# Information shown
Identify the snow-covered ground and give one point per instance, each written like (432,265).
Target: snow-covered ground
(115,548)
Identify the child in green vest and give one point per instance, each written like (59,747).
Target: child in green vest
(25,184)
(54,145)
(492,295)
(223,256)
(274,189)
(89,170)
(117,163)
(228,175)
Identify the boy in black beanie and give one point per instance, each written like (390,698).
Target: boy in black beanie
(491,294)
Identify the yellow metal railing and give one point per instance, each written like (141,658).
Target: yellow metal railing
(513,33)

# Work instructions
Copy only the stretch running from the line containing "Target: snow-covered ground" to the final line of the entries, both ends included, exactly as it stands.

# Task response
Target: snow-covered ground
(115,548)
Identify the child in green vest and give one point per instance, each written like (59,747).
Target: child in green vest
(25,184)
(54,145)
(492,295)
(223,256)
(274,189)
(89,170)
(117,163)
(228,175)
Identify the boy in black beanie and give one point per instance, each written like (390,698).
Target: boy in black beanie
(491,294)
Identify the yellow metal railing and give one point per instance, each written like (141,658).
Target: yellow metal railing
(513,33)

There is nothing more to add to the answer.